Data records:
• • • •

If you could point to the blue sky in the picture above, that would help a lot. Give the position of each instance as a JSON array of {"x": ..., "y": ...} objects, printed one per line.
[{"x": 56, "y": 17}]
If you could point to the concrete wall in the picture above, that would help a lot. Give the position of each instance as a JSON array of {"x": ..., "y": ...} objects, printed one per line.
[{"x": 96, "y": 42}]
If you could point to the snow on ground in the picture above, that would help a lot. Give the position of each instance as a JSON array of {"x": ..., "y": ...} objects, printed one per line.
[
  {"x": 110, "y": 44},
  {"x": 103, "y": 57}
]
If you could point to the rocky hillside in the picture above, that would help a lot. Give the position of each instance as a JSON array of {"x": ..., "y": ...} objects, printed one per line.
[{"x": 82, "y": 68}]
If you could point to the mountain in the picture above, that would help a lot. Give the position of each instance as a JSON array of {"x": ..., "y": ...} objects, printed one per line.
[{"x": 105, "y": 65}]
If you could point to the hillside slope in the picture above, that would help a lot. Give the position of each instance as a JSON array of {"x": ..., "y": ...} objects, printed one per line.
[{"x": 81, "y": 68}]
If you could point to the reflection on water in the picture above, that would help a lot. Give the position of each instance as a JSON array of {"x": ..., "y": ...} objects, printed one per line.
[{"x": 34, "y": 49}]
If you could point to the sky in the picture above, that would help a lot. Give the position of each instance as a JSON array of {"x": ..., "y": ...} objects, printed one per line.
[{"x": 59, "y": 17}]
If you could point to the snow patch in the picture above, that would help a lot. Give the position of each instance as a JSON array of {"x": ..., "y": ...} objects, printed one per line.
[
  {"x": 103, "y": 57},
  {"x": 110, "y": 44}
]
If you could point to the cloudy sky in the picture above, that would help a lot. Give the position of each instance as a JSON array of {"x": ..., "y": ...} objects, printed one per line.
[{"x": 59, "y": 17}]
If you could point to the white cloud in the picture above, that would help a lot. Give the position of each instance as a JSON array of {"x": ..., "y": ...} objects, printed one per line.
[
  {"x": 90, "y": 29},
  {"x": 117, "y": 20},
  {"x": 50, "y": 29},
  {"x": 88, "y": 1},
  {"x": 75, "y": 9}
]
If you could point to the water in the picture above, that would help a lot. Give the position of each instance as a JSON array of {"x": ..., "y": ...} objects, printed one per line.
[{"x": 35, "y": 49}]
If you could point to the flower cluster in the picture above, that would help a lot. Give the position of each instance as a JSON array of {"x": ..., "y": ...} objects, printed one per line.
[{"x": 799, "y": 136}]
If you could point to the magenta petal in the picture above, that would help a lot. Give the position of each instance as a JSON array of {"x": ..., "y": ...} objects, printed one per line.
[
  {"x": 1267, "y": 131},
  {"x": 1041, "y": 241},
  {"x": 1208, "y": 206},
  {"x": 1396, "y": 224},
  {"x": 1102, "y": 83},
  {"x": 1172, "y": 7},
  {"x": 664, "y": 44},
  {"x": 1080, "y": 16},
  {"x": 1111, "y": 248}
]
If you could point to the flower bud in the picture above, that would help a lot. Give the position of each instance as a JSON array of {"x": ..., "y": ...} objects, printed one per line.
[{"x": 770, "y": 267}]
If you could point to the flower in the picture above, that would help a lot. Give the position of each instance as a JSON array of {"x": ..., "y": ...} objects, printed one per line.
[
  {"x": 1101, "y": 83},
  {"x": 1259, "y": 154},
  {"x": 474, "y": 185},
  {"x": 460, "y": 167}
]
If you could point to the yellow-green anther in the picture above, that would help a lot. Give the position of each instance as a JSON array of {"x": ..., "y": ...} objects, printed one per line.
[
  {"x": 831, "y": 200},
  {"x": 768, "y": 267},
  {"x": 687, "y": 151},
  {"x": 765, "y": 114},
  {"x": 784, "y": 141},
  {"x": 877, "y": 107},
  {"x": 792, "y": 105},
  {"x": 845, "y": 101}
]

• • • •

Extract the full listing above without alteration.

If you could point to the blue sky in the picture above, that would help a lot. Give the position of each instance as a JSON array of {"x": ..., "y": ...} objects, printed one per line.
[{"x": 56, "y": 17}]
If you could point to the concrete wall in the picture above, that would help a lot. Give the position of each instance as a JSON array of {"x": ..., "y": ...} objects, printed one per line.
[{"x": 96, "y": 42}]
If you could point to the snow on ground in the picture above, that would help a lot. Give the position of each instance as a JSON array of {"x": ..., "y": ...} objects, printed one per line.
[
  {"x": 110, "y": 44},
  {"x": 103, "y": 57}
]
If you could point to the rocky hillside in the picture above, that would help a lot. Give the position of each instance as a JSON array of {"x": ..., "y": ...} objects, printed one per line.
[{"x": 82, "y": 68}]
If you could point to the mountain in the picture above, that would help a lot. Give the position of each instance as a JSON array of {"x": ..., "y": ...} objects, printed one per line.
[{"x": 105, "y": 65}]
If you could point to the hillside slope in the picture above, that would help a lot. Give the position of each instance as a JSON array of {"x": ..., "y": ...} objects, printed one per line.
[{"x": 81, "y": 68}]
If you could point to the reflection on water in the picture above, that would help a lot. Give the position of each instance as a JSON array of {"x": ..., "y": ...} objects, printed one per line.
[{"x": 34, "y": 49}]
If you could point to the sky in the picture above, that would help a lot. Give the position of each instance as a JSON array of {"x": ..., "y": ...} objects, printed one per line.
[{"x": 59, "y": 17}]
If you could point to the snow patch in the picture above, that would help a lot. Give the position of each instance as a JSON array of {"x": ..., "y": ...} objects, printed one per line.
[
  {"x": 103, "y": 57},
  {"x": 110, "y": 44}
]
If you could point to the cloudy sky in the picture above, that would help a lot. Give the position of each instance as a JSON array of {"x": ..., "y": ...} objects, printed one per line.
[{"x": 59, "y": 17}]
If you could point to the white cloud in the picture above, that would help a lot. Give the position of each instance as a JSON array of {"x": ..., "y": ...} objects, printed one per line.
[
  {"x": 90, "y": 29},
  {"x": 117, "y": 20},
  {"x": 50, "y": 29},
  {"x": 88, "y": 1},
  {"x": 75, "y": 9}
]
If you could point to the water in the picture above, that would help a lot. Give the position of each instance as a JSON array of {"x": ..., "y": ...} objects, printed one per line.
[{"x": 35, "y": 49}]
If you could point to the flower cluster in the picture above, that would help a lot. Give the position of each instance as a JSON array of {"x": ..., "y": ...} objects, printed one per line.
[{"x": 799, "y": 136}]
If you could point to the magenta petal in the picture above, that would help a lot. Give the position of each instance as a JSON array of {"x": ..., "y": ...} objects, printed one per line.
[
  {"x": 1267, "y": 131},
  {"x": 1041, "y": 241},
  {"x": 1208, "y": 206},
  {"x": 1396, "y": 224},
  {"x": 1102, "y": 83},
  {"x": 1172, "y": 7},
  {"x": 664, "y": 44},
  {"x": 1080, "y": 16},
  {"x": 1111, "y": 248}
]
If you could point to the flower bud in the picture above, that would help a lot. Give the position of each instance as a JSON array of {"x": ..., "y": ...} objects, printed one per line.
[{"x": 770, "y": 267}]
If you could point to the flower in the picture above, that would help a lot. Give the position of each instance as a JSON array of {"x": ..., "y": ...} objects, printed one per line.
[
  {"x": 1101, "y": 83},
  {"x": 1259, "y": 154},
  {"x": 474, "y": 185},
  {"x": 460, "y": 167}
]
If you could point to the yellow-green anther in the picture above, that would help a lot. Give the position of each instance as a JSON array of {"x": ..., "y": ...} objects, printed one per line.
[
  {"x": 831, "y": 200},
  {"x": 768, "y": 267},
  {"x": 687, "y": 151},
  {"x": 765, "y": 114},
  {"x": 784, "y": 141},
  {"x": 877, "y": 107},
  {"x": 792, "y": 105},
  {"x": 845, "y": 101}
]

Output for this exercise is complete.